The legal system, though constituted under the rubric of Justice, can only be an agglomeration of human beings. That is, the foolish, the misguided, the self-interested, the careerist and the idealist — the same admixture found in you and me.
Hamlet lists one of the screaming tragedies of life as “the law’s delay”. All of the affronted have anguished that “surely there must be a better way”. And there may, but if it has been previously discovered, that knowledge is lost to us.
Those who have served as jurors realise: “Oh. There’s nobody here but us chickens…” We’re instructed to put prejudice aside, and rule on the facts as presented under the stringent rules of jurisprudence. But we are flawed and prejudiced, and many of the procedures we are instructed to follow are, of course, absurd. Again, the question presents itself: can’t we find a better way? Are we really going to set this depraved murderer free because of a technical error? Do we actually have to deprive this mother of her child because of some ancient statute? And so on.
Any who have experienced the jollity of the court in any capacity know that all parties, ourselves included, will scheme to exploit the absurdities, technicalities and ambiguities of the system to our benefit. We are constrained from too obvious transgression by fear of discovery and punishment; but all decisions, even by the Righteous, if such there be, will involve a calculus of the cost of an over-nice obedience to The Law.

→ **EXERCISE A**:
Translate this sentence from the passage on the legal system into Spanish: "The legal system, though constituted under the rubric of Justice, can only be an agglomeration of human beings."
→ **EXERCISE B**:
Transcribe the passage on the legal system from "The legal system, though" up to and including "you and me.".

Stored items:
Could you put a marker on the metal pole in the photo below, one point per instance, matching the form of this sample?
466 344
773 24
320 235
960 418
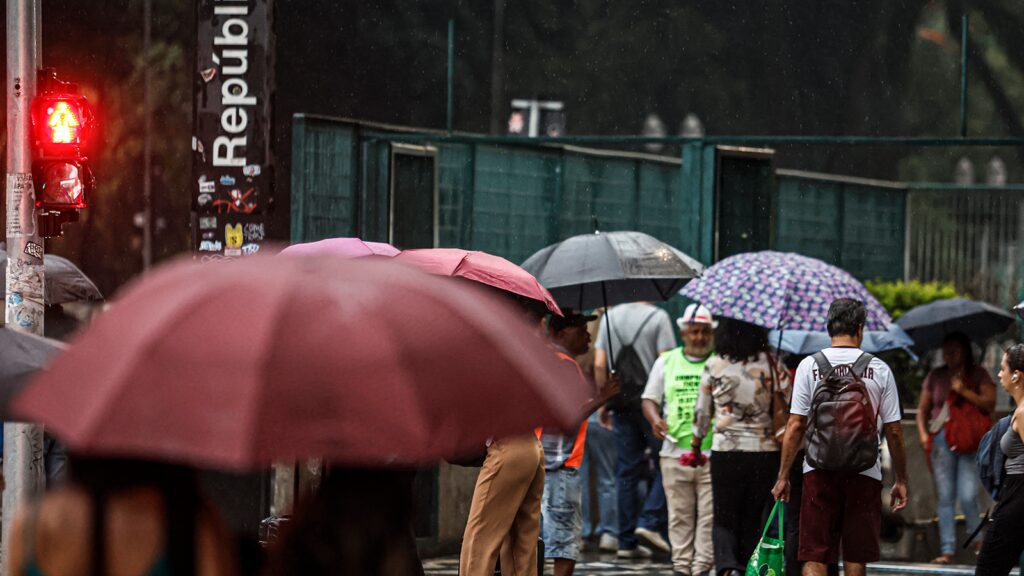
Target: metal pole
451 81
498 68
146 135
23 462
964 31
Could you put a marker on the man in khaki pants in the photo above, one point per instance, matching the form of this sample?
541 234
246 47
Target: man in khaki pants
668 404
505 515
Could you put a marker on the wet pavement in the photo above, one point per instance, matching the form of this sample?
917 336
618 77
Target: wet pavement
608 565
592 564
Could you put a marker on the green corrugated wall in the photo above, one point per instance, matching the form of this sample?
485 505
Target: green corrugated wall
859 227
512 200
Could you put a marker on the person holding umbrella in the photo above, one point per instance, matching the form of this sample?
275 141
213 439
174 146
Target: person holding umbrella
561 507
632 269
955 398
641 331
744 395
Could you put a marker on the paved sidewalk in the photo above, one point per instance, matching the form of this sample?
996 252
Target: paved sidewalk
609 566
592 564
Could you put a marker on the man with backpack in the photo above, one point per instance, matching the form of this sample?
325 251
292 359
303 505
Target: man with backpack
840 396
639 332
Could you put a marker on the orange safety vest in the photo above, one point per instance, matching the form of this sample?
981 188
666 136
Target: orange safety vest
576 457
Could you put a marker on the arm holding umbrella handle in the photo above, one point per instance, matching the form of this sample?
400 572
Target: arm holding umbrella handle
607 329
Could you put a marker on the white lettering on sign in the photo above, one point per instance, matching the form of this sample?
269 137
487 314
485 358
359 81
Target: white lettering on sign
230 150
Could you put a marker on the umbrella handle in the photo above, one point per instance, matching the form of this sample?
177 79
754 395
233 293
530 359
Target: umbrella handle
607 328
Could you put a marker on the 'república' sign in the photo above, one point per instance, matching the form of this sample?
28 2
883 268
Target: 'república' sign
231 166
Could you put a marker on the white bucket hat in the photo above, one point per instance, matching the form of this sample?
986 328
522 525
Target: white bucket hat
696 314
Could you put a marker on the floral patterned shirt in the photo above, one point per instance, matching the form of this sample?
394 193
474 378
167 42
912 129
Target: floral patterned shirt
737 397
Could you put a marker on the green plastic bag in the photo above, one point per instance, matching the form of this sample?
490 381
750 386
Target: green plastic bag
768 559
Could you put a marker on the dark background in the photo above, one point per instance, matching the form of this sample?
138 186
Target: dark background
808 67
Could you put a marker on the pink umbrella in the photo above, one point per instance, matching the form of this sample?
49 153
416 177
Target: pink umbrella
482 268
344 247
361 362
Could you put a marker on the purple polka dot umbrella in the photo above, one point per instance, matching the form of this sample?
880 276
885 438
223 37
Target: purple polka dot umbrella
780 290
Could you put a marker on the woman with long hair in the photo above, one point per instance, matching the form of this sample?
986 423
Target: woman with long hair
744 391
121 517
958 382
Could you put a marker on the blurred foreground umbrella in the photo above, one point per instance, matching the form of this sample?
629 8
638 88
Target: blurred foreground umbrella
346 247
803 342
929 324
607 269
65 282
22 356
480 266
781 291
360 362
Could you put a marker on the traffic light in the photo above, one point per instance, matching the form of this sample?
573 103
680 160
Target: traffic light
61 128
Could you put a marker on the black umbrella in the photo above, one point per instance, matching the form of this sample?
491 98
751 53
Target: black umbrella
20 357
929 324
65 282
607 269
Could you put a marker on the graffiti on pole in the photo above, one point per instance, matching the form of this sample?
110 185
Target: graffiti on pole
231 160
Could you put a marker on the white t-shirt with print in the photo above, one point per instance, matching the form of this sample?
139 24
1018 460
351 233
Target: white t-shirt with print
878 378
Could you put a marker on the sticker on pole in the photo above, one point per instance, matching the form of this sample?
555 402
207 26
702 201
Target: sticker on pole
20 199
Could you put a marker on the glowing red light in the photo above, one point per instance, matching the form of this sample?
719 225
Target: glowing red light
64 123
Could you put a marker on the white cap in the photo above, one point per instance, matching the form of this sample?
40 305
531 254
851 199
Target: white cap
695 314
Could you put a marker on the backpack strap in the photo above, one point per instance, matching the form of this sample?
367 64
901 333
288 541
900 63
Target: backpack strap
823 365
860 366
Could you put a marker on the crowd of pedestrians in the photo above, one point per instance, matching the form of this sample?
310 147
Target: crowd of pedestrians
688 459
689 447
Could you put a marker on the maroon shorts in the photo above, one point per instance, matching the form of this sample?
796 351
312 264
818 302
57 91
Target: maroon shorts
840 509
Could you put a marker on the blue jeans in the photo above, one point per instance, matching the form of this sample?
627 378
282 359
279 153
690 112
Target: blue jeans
633 435
561 520
600 453
955 479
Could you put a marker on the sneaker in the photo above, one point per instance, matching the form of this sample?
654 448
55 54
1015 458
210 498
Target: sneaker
608 543
641 552
652 538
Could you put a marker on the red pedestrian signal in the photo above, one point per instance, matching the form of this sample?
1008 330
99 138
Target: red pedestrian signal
64 123
61 126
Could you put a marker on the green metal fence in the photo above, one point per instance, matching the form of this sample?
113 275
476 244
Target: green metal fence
856 223
512 199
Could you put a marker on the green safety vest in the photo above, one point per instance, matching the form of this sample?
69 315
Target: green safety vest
682 384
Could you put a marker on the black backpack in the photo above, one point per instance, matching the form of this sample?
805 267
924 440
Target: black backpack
842 428
632 372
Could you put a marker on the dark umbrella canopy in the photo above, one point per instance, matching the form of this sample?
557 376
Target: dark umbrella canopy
65 282
20 357
607 269
929 324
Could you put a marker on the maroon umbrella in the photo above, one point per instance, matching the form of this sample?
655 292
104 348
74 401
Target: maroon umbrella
482 268
361 362
345 247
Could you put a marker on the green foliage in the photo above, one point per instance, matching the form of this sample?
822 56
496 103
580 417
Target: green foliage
898 297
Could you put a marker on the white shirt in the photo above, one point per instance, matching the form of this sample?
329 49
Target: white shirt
878 378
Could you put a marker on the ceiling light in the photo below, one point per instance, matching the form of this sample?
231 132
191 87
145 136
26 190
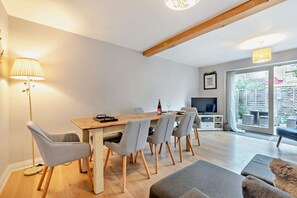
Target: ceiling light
262 41
180 4
262 55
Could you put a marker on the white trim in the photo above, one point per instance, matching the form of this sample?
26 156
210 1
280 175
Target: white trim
14 167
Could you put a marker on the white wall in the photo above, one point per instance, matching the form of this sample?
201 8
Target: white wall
221 69
4 93
84 77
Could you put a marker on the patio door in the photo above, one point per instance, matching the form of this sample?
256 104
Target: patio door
254 100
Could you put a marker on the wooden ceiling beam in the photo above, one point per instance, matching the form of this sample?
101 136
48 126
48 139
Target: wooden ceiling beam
235 14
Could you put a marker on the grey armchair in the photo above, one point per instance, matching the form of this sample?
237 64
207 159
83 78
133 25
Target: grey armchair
57 149
184 129
133 140
162 134
196 123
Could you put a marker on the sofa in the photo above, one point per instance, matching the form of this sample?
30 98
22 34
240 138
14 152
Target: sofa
203 179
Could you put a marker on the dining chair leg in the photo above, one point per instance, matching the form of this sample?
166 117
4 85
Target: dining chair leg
42 177
135 158
169 150
124 160
131 158
151 147
189 142
89 173
48 179
174 142
160 148
198 140
180 151
156 158
106 159
92 153
79 166
145 165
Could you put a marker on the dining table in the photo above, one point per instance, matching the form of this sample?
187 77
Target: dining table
92 126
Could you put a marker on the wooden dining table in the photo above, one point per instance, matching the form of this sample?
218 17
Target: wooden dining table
98 129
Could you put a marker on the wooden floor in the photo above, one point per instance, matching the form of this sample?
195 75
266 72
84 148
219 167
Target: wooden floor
224 149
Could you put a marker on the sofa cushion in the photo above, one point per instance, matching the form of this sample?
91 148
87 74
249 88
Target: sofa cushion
210 179
194 193
256 188
259 167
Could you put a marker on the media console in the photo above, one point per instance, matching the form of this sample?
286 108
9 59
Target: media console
211 122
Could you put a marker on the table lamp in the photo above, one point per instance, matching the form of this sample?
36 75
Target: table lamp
28 70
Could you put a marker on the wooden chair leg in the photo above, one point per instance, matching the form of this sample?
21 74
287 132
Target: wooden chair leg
156 158
145 165
189 142
42 177
136 155
89 173
169 150
151 147
197 136
180 151
48 179
160 148
279 139
131 158
106 159
124 160
79 166
174 142
92 153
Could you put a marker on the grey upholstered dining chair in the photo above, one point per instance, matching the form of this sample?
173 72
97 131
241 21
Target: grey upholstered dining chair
133 140
162 134
196 123
57 149
184 129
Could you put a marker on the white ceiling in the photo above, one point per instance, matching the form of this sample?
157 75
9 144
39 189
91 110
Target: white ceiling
140 24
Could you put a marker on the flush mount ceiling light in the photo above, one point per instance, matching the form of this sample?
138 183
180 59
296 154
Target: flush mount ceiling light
262 55
262 41
180 4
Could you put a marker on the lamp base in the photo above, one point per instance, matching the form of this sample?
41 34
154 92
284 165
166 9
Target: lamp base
33 170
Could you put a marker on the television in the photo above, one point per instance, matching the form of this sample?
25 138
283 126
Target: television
205 105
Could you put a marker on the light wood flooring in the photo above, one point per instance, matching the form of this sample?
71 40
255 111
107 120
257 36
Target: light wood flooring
227 150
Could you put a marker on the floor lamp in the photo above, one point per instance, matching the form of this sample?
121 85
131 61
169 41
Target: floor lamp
28 70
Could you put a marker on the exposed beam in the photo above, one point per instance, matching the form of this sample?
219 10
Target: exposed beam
235 14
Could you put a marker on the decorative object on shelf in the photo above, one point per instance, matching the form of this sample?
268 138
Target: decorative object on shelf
180 4
28 70
262 55
210 80
1 48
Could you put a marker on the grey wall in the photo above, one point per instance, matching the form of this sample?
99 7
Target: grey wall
84 77
221 70
4 93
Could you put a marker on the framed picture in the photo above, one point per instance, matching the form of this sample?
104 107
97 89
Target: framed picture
210 80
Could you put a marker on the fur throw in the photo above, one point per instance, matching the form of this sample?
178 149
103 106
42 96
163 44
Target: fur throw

→ **EXERCISE RESPONSE A**:
El sistema jurídico, aunque constituido bajo la rúbrica de la Justicia, solo puede ser una aglomeración de seres humanos.

→ **EXERCISE RESPONSE B**:
The legal system, though constituted under the rubric of Justice, can only be an agglomeration of human beings. That is, the foolish, the misguided, the self-interested, the careerist and the idealist — the same admixture found in you and me.